SELECTED EXTRACT:
>> begin

The Act was designed to stimulate urban growth and population density in the Greater Golden Horseshoe region, while simultaneously curbing urban sprawl.
The Greater Golden Horseshoe is a dynamic and diverse area, and one of the fastest growing regions in North America. By 2041, this area is forecast to grow to 13.5 million people and 6.3 million jobs. The magnitude and pace of this growth necessitates a plan for building healthy and balanced communities and maintaining and improving our quality of life while adapting to the demographic shift underway.
This Act is the Ontario Government’s plan to encourage growth and development in a way that fosters economic prosperity, protects the environment, and helps communities achieve a high quality of life. As part of this Act, the government has developed regional growth plans that help guide government investments and policies.
What Are Urban Growth Centres?
The GTA is seeing tremendous growth!
One prominent reason this Act was put into place was to help curb urban sprawl commonly seen throughout some suburban areas where neighbourhoods aren’t connected, pedestrian-friendly, or easily accessible by public transit. Since the GTA is currently one of the fastest growing communities in North America, many of the large lots and even larger homes aren’t always the best option for housing this new growth. This Plan is about accommodating forecasted growth in complete communities. The Plan called for designating 25 Urban Growth Centres in Southern Ontario. This has resulted in monumental growth in the Greater Toronto Area, where many Designated Growth Centres were appointed.
What does Urban Growth Centres mean for communities?

>> end

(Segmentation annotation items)
>> begin

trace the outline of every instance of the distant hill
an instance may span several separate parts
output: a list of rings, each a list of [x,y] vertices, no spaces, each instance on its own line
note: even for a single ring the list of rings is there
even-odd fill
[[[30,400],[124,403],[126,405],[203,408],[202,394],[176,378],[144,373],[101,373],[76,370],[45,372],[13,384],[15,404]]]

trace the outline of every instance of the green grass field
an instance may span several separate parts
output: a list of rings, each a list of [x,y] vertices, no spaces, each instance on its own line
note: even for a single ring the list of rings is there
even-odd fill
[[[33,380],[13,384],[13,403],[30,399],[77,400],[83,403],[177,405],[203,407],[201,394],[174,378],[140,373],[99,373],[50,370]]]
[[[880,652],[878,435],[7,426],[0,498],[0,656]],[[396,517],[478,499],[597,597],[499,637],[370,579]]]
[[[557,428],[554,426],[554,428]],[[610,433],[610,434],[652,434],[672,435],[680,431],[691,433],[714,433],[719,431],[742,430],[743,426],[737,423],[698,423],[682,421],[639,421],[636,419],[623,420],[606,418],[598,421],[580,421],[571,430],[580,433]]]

>> end

EXERCISE AIM: In the text on the Greater Golden Horseshoe growth plan, reproduce the wording from "The Act was" up to and including "curbing urban sprawl.".

SOLUTION FOR THIS TASK:
The Act was designed to stimulate urban growth and population density in the Greater Golden Horseshoe region, while simultaneously curbing urban sprawl.